Given problem 1:
Count the lines of the entries that contain the string "player", treating uppercase and lowercase letters as distinct. Reply with the number alone.

** begin Text to read **

# WIP: Machine Learning Applications in Silicon / Wafer Manufacturing



## Leon Knorr<sup>1</sup>

<sup>1</sup>Mannheim Master of Datascience

Student ID:1902854 22<sup>nd</sup> May, 2023

Keywords: Manufacturing, AI, Silicon, Waver

## 1 Introduction

The semiconductor industry plays a pivotal role in driving technological advancements across various sectors, including electronics, communications, and computing. The production of high-quality semiconductor wafers is a critical step, as these wafers serve as the foundation for manufacturing integrated circuits and microchips [1]. As the demand for smaller, faster, and more powerful devices continues to grow, the need for efficient and accurate wafer manufacturing processes becomes increasingly important. In recent years, Artificial Intelligence (AI) has emerged as a transformative technology, offering unprecedented opportunities for enhancing the semiconductor manufacturing workflow [1, 2]. Especially machine learning (ML) algorithms, have the potential to revolutionize semiconductor wafer manufacturing by providing intelligent solutions for quality control and process optimization. For example, traditionally, wafer inspection and defect detection have been labor-intensive and time-consuming tasks performed by human operators, leading to potential errors and inconsistencies. In addition, human operators operate without using every bit of the vast amounts of data available in a wafer manufacturing fab. Each machine of the manufacturing process is equipped with hundreds of sensors, that measure the conditions of the current process [3]. However, the integration of AI into the manufacturing process can significantly improve these aspects, enabling real-time, automated, and highly accurate detection and classification of defects [4]. Aside from defect detection, semiconductor manufacturing poses a lot of potential applications where AI can thrive and enhance the capabilities of a manufacturing plant. This paper aims to explore various applications of AI and machine learning in a semiconductor manufacturing process by explaining them and discussing their impact on the industry.

## 2 Approach

First, the manufacturing process of semiconductors is defined and the performance indicators for semiconductor manufacturing factories are laid out. Afterwards, a survey of current applications of AI in the manufacturing process is presented. During the survey, each field of application is explained, and different approaches are laid out and discussed.

## 3 Semiconductor Manufacturing

In this section, an overview of the process of semiconductor manufacturing, as well as important definitions are presented.

** end Text to read **
** begin Records supplied **

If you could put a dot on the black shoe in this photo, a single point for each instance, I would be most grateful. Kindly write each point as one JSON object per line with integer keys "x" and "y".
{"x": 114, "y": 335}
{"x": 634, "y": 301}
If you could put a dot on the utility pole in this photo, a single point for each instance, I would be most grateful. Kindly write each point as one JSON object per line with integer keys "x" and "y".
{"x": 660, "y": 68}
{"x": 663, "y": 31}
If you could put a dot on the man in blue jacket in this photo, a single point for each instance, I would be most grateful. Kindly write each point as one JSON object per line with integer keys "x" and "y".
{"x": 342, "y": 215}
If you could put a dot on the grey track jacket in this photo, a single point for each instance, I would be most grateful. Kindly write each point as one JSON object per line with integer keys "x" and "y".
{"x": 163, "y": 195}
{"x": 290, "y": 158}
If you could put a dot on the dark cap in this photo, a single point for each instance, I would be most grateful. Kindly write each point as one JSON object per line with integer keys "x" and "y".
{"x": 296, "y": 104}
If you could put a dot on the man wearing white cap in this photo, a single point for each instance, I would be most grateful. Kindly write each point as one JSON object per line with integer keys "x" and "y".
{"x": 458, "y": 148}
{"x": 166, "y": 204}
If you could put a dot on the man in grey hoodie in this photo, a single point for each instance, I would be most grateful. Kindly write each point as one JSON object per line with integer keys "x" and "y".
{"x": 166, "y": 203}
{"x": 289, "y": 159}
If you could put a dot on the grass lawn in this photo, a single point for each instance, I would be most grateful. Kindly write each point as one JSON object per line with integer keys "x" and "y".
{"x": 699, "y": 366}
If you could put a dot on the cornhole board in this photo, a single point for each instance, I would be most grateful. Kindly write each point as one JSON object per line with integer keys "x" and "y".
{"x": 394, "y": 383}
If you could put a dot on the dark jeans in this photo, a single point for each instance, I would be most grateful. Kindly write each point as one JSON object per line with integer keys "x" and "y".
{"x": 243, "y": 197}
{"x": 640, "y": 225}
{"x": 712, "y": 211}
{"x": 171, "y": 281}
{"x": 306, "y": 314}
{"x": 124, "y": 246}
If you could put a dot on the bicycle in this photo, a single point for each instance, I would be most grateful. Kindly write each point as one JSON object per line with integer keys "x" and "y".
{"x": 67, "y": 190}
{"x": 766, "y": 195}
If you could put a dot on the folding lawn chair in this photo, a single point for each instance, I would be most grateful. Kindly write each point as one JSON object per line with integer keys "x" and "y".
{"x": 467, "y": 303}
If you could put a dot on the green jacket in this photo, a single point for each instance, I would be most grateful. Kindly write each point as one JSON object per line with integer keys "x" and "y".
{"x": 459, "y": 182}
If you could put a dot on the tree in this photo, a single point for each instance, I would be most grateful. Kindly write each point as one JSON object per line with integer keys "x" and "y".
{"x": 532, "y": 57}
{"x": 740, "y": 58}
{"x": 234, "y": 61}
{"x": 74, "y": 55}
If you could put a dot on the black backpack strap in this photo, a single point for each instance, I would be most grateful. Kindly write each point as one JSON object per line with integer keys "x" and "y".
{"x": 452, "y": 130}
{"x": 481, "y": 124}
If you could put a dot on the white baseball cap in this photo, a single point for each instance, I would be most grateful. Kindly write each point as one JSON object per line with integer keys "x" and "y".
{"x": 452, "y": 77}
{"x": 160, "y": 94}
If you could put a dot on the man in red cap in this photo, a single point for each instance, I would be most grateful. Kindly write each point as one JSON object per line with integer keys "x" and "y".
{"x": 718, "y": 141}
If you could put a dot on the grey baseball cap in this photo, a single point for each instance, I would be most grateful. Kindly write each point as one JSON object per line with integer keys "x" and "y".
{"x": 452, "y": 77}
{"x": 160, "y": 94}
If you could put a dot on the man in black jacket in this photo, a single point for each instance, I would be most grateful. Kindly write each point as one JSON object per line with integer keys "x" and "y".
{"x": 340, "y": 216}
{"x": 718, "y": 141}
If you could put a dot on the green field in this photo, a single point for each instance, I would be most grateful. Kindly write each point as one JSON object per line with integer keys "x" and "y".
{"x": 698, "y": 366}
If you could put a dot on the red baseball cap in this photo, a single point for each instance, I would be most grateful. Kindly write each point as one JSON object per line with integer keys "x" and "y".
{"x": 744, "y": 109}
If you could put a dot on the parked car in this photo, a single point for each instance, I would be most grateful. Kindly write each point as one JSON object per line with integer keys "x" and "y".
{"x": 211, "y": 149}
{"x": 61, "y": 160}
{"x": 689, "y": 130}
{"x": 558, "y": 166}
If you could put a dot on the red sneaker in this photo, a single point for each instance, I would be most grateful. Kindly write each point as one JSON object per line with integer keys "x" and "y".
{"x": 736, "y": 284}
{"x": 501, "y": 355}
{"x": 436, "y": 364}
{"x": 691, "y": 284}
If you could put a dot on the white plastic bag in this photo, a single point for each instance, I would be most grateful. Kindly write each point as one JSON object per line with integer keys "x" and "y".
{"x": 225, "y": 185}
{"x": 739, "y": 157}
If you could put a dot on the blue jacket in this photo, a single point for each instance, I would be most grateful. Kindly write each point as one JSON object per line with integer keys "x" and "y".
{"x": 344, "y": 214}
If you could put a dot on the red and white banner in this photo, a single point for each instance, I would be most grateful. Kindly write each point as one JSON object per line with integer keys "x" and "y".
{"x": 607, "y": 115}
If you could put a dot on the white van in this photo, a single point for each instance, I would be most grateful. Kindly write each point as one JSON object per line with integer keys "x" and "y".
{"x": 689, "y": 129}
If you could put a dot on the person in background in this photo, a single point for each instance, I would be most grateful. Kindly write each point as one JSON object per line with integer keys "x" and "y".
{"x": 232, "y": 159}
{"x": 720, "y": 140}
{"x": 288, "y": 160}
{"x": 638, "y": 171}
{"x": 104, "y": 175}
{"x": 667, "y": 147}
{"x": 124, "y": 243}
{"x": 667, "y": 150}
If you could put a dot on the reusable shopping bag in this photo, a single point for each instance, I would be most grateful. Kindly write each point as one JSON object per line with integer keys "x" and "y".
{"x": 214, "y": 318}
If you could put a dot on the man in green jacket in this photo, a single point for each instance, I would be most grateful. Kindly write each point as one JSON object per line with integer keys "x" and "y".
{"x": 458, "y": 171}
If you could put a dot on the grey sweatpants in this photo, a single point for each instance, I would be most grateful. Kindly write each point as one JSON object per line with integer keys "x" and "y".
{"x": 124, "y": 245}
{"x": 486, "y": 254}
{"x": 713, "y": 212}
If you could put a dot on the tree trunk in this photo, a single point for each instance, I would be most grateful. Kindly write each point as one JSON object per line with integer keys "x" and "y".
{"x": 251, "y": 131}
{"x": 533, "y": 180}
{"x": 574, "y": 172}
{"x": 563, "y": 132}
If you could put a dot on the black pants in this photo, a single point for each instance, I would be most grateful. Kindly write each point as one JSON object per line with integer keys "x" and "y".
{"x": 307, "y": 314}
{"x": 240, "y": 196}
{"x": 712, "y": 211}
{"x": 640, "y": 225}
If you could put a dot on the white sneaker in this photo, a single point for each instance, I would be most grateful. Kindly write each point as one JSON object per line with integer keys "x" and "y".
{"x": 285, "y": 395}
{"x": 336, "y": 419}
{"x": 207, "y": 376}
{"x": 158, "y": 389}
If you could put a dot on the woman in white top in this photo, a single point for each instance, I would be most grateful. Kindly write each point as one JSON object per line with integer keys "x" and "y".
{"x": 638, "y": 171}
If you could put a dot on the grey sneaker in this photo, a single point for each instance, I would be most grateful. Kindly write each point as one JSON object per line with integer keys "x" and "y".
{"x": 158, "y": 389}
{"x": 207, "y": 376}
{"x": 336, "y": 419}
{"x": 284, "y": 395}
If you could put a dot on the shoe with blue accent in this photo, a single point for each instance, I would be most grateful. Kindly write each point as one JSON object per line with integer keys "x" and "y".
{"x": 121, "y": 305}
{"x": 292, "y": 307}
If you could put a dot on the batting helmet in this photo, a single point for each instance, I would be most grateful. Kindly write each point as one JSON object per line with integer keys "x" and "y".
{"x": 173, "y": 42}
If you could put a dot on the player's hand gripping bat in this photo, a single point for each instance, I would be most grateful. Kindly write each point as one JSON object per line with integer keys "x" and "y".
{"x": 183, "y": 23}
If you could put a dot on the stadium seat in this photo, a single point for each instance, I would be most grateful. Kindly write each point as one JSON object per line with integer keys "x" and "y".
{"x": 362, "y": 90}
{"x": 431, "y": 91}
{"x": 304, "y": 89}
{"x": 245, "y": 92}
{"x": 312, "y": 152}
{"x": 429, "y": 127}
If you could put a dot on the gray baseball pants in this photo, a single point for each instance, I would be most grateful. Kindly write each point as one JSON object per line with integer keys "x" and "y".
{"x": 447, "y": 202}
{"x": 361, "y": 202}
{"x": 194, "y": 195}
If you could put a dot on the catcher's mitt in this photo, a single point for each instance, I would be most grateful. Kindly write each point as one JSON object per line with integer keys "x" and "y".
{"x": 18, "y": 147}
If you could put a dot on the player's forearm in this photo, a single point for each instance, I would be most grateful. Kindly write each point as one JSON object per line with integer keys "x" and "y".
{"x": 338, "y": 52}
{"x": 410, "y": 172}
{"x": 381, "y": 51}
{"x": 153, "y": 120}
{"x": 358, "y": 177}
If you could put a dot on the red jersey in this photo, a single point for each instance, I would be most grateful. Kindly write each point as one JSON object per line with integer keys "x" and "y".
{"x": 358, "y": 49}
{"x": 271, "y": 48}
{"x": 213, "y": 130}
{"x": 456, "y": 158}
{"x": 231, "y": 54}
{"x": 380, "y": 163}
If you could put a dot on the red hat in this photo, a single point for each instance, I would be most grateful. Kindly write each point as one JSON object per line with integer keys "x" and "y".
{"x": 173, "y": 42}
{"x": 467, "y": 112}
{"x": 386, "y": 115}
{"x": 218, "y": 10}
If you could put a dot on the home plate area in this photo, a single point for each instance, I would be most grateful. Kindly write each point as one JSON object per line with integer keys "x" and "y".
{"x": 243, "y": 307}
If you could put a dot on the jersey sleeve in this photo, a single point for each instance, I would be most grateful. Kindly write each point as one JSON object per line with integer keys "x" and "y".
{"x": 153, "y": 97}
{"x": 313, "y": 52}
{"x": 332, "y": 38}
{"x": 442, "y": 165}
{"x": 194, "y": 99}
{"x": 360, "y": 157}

** end Records supplied **

Given problem 2:
Continue the paper on machine learning in semiconductor wafer manufacturing, starting right after its final sentence.

Answer 1:
2

Answer 2:
Page 2 of 8 Leon Knorr

## 3.1 The Manufacturing Process

The manufacturing of semiconductors is a highly delicate and complicated procedure [5]. It consists of hundreds of processes, where the input materials are processed according to the given recipes. These processes can be summarized into four stages:

- Wafer Formation
- Front End Processing
- Testing
- Packaging

Each of these stages is presented in detail in the following section.

It is important to note, that this section only presents the basics of the manufacturing process and that it could've been altered or optimized for different recipes or to improve yields. As a result, some steps mentioned later on during the discussion of AI applications in this industry may not be listed here but are explained as needed.

#### 3.1.1 Wafer Formation

During Wafer Formation, a so-called wafer is created. A wafer is a thin slice, often of a round shape, of extremely pure crystalline material. Usually silicon crystals are used. These wafers serve as the foundational material for microelectronic devices [2]. Each Wafer will hold multiple dies, where a die refers to one specific microchip. After a wafer is formed, it is organized into "Lots". Each lot contains up to 25 wafers, which are processed together, using the same recipe and configuration at each step in the applied recipe [2]. After Wafer Formation, the formed wafers will continue to Front End Processing.

#### 3.1.2 Front End Processing

Front End Processing, encompasses the creation of transistors on a silicon wafer. It is performed in special "clean rooms", where dust, vapor and other pollutants are kept at a minimum. This is achieved through air filtering and strict access policies [2]. Each step in the Front End Process is repeated multiple times, to produce multiple interconnected layers on a wafers surface.

First, a Lot of wafers runs through *Wafer-cleaning*. In this step, each wafer is cleaned, such that is has a surface which is as smooth as possible. This is important, as following processes have strict requirements concerning surface smoothness and particle contamination. If one of these requirements are not fulfilled as good as possible, it can lead to defective dies later on in the process and reduce yields [2].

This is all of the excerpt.